§ WHAT THIS EXERCISE ASKS
A. List every instruction given to the new parent in the forum post that begins "If she apologizes" about a mother-in-law's conduct at a birth.
B. Continue the forum discussion about a mother-in-law's behavior during a birth from its final sentence.

§ DOCUMENT EXCERPT
If she apologizes, just say "yes I was confused and a little hurt when Susie never showed up to visit. She told me later you'd messaged her to stay away. I wish you hadn't."

END. Do not argue about it. If you MIL is defensive and never apologizes, just move on. But also don't allow her to be in the delivery room again.

Your DH should have run better interference with his mother day of.


This.


DH could have run better interference, true. But MIL is a grown adult and SHE is the one responsible for and accountable for her own actions. First time parents who are literally in the Labor and Delivery room should not be having to spend an ounce of their energy "running interference" over meddling and overstepping hospital visitors. MIL needed to either behave herself or face the consequences. The consequences are that she will not be told until AFTER the next baby is already born.

Anonymous
MIL overstepped. If it’s not a pattern-ask her why she did it. If not out of the norm/if she is like this on other things know that she’s probably not to be trusted with any differences w/baby so don’t give her an inch.
Anonymous
Anonymous wrote:
Anonymous wrote:
Anonymous wrote:
Anonymous wrote:
Anonymous wrote:
Anonymous wrote:
Anonymous wrote:Why do people feel the need to announce they are in labor and gather an audience? Just let your friends and family know the baby had arrived at some point within a day of its birth. Sheesh.

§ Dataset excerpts
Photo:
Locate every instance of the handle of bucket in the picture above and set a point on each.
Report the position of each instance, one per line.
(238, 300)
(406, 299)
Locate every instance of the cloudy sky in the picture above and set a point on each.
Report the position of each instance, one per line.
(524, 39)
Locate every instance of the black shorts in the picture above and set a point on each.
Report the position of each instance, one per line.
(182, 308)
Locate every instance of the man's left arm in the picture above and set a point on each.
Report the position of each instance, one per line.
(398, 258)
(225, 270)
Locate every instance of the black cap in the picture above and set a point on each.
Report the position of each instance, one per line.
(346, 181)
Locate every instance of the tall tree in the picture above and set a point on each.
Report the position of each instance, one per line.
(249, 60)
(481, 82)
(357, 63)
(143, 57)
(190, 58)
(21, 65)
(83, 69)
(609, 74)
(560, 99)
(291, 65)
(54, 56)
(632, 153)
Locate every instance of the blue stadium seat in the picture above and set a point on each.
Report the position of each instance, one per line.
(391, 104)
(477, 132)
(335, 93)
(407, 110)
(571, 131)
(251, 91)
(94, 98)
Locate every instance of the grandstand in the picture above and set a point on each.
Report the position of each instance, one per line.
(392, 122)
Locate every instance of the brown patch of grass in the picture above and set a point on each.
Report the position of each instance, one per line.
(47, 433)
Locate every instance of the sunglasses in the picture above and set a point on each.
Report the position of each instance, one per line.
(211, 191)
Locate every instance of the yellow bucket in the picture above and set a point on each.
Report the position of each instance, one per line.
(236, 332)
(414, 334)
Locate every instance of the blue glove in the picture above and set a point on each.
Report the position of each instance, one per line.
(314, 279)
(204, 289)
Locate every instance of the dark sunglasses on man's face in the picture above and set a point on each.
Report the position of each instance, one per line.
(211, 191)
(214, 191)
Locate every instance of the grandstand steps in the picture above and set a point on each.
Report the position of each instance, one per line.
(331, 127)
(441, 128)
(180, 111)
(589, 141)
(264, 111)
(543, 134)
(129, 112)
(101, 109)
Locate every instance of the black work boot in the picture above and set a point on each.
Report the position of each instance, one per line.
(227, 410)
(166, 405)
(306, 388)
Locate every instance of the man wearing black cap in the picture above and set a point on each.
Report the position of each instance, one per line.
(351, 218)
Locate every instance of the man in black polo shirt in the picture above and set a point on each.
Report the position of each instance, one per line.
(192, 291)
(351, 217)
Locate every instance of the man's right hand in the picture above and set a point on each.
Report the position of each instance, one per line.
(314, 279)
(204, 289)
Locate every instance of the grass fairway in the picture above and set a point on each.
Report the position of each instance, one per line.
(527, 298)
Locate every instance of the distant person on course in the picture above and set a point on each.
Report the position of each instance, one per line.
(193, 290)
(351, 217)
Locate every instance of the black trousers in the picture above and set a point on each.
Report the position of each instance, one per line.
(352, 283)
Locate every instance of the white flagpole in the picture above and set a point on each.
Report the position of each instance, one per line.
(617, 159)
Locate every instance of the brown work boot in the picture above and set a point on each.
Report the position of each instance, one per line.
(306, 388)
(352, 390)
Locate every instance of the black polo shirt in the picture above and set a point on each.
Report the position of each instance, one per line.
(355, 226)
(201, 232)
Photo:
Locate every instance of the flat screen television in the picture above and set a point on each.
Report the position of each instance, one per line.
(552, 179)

§ RESPONSES
A.
- Say "yes I was confused and a little hurt when Susie never showed up to visit. She told me later you'd messaged her to stay away. I wish you hadn't."
- Do not argue about it.
- If the mother-in-law is defensive and never apologizes, move on.
- Don't allow her to be in the delivery room again.

B.
Because some women enjoy making a spectacle of their pregnancy. The detailed week-by-week posts on social media, elaborate pregnancy and gender reveals, and then once they actually go into labor they want an audience and everyone to know how much they’re dilated.


+1


Maybe it's not an "audience" that the women are seeking but support from loved ones? Just a thought. Sure some women want to make a spectacle of their pregnancies and births but many others just want to have family and friends near to share an emotional, exciting, scary, joyous time in their lives. I'm not speaking from personal experience. I didn't want anyone except my husband (and hospital staff) there for my births. But I don't think one should immediately assume that anyone who lets loved ones know when they're in labor and/or wants friends and family there is some kind of narcissist.


You raise a good point. I'm the +1. I guess the kicker for me is that it is 2 weeks later. The baby is hopefully at home and thriving, yet here is OP stomping her feet about how she was wronged. I get it that she wanted her friend there for some reason but it is over now. It is hard to see that OP has her baby's best interests at heart when all she can do is focus on what happened to her in L&D.


You are as rude as the MIL. Op, ignore this.
''

Actually, OP, pay close attention to this. You have a lovely new being in your life and you are so wrapped up in something so unimportant. There was a misunderstanding, your MIL may have overstepped, but you have a sweet new baby that you should be thinking about and paying attention to.


Oh, please. Why are new mothers supposed to have only angelic and wonderful thoughts or they are shamed? The MIL in law overstepped by speaking for the DIL out of turn during a moment that was about the DIL. It bugs the DIL, and the DIL is very right to consider staying something as I would guess this is about something much larger. My own MIL overstepped after the birth of my first child and it was one boundary-crossing after another until I said something.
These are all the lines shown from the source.